Troubleshooting
Increase the log verbosity of a Canary using trace
annotation
To add detailed debug information related to a specific Canary to the log output, add a debug: true
or trace: true
annotation to the Canary resource:
apiVersion: canaries.flanksource.com/v1
kind: Canary
metadata:
name: http-check
annotations:
trace: "true"
spec:
http:
- url: https://httpbin.demo.aws.flanksource.com/headers
Trace level logging will return the HTTP response body which may contain sensitive data (The authorization headers will be sanitized)
Trace Levels
Level | Logs |
---|---|
debug | - HTTP Request and Response Header |
trace | - HTTP Request and Response Header - HTTP Response Body - Custom Metrics |
Run a Canary immediately using next-runtime
annotation
To run a canary outside of its normal schedule add the annotation:
kubectl annotate canary <canary> next-runtime=$(date -Iseconds)
Temporarily pause a Canary using suspend
annotation
kubectl annotate canary <canary> supend=true
Run a Canary from the CLI
The easiest method of troubleshooting is to run the canary-checker run
command with a copy of the canary resource locally. This increases velocity of troubleshooting iteration, and also prevents the possibility of sensitive information in verbose output being leaked to logging systems by the canary pod.

- - -

» Task prompt:
Reproduce the Canary troubleshooting guide above in full, word for word.

» Location annotation dataset excerpts:
- - -

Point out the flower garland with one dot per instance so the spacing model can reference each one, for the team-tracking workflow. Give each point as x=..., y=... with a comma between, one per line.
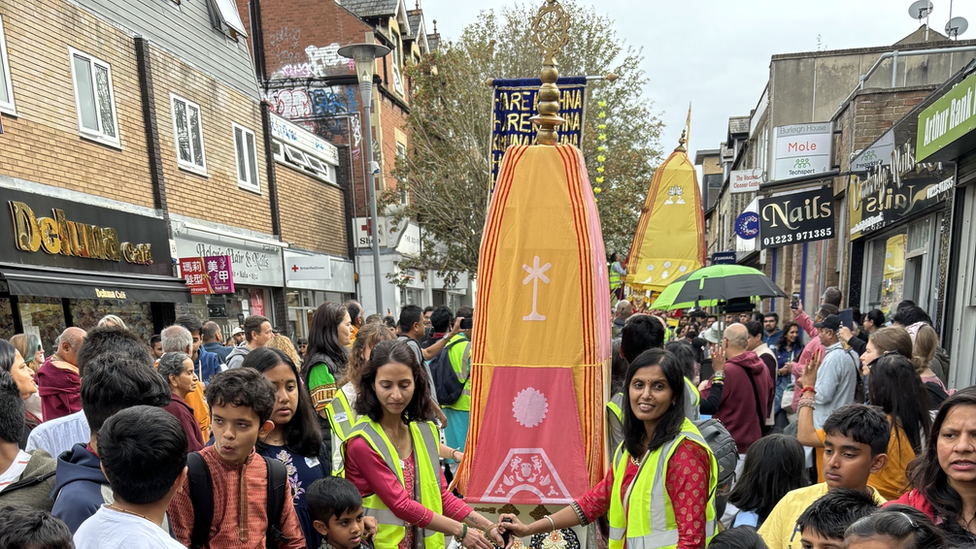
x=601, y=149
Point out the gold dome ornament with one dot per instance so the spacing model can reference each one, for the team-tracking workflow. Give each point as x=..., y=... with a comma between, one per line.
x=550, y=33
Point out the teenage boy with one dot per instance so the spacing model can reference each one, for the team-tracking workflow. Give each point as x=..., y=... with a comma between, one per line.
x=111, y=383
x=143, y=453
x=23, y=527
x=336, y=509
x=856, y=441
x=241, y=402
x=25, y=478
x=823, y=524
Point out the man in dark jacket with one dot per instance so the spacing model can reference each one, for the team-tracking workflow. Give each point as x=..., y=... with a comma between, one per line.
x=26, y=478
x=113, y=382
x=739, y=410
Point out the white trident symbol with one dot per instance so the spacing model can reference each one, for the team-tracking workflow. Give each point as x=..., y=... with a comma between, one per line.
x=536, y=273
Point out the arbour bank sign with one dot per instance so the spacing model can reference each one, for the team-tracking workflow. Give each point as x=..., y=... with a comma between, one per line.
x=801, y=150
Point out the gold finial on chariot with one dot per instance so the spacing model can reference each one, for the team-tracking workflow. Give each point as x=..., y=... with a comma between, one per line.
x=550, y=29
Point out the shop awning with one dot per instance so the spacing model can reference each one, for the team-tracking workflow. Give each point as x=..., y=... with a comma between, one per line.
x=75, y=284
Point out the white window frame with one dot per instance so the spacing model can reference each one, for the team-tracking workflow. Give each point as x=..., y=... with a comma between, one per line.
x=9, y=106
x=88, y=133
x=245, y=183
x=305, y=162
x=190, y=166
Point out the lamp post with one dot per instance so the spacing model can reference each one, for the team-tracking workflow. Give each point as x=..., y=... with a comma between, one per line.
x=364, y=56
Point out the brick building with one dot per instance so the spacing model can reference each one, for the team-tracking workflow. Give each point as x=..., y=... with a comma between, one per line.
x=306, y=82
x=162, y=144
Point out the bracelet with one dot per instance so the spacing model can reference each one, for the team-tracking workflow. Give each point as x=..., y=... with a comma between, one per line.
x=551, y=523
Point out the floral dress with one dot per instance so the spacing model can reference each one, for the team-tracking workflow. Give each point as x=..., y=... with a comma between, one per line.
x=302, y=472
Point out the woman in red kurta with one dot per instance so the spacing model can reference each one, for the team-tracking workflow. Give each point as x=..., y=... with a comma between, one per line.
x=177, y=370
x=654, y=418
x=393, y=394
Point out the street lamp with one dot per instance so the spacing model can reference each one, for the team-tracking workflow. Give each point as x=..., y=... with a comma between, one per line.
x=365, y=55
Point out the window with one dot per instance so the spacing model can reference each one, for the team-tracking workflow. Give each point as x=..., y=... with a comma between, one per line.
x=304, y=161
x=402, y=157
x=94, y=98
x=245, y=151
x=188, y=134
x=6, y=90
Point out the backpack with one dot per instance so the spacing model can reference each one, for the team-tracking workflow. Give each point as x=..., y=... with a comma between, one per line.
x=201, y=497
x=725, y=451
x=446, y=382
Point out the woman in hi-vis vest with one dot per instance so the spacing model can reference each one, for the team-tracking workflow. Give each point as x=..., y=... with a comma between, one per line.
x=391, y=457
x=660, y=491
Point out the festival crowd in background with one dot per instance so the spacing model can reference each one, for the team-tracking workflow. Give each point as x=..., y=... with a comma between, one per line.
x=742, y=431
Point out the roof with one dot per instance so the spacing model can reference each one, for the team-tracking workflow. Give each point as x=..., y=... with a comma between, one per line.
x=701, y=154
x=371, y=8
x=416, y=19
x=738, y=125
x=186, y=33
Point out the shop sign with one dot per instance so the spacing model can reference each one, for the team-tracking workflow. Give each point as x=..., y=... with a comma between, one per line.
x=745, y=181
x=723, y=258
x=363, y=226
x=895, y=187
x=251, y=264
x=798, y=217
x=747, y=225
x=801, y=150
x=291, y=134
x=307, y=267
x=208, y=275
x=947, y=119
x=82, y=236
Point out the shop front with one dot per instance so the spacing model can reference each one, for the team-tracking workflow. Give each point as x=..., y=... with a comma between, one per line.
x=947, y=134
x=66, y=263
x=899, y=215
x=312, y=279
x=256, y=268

- - -

» The answer:
Troubleshooting
Increase the log verbosity of a Canary using trace
annotation
To add detailed debug information related to a specific Canary to the log output, add a debug: true
or trace: true
annotation to the Canary resource:
apiVersion: canaries.flanksource.com/v1
kind: Canary
metadata:
name: http-check
annotations:
trace: "true"
spec:
http:
- url: https://httpbin.demo.aws.flanksource.com/headers
Trace level logging will return the HTTP response body which may contain sensitive data (The authorization headers will be sanitized)
Trace Levels
Level | Logs |
---|---|
debug | - HTTP Request and Response Header |
trace | - HTTP Request and Response Header - HTTP Response Body - Custom Metrics |
Run a Canary immediately using next-runtime
annotation
To run a canary outside of its normal schedule add the annotation:
kubectl annotate canary <canary> next-runtime=$(date -Iseconds)
Temporarily pause a Canary using suspend
annotation
kubectl annotate canary <canary> supend=true
Run a Canary from the CLI
The easiest method of troubleshooting is to run the canary-checker run
command with a copy of the canary resource locally. This increases velocity of troubleshooting iteration, and also prevents the possibility of sensitive information in verbose output being leaked to logging systems by the canary pod.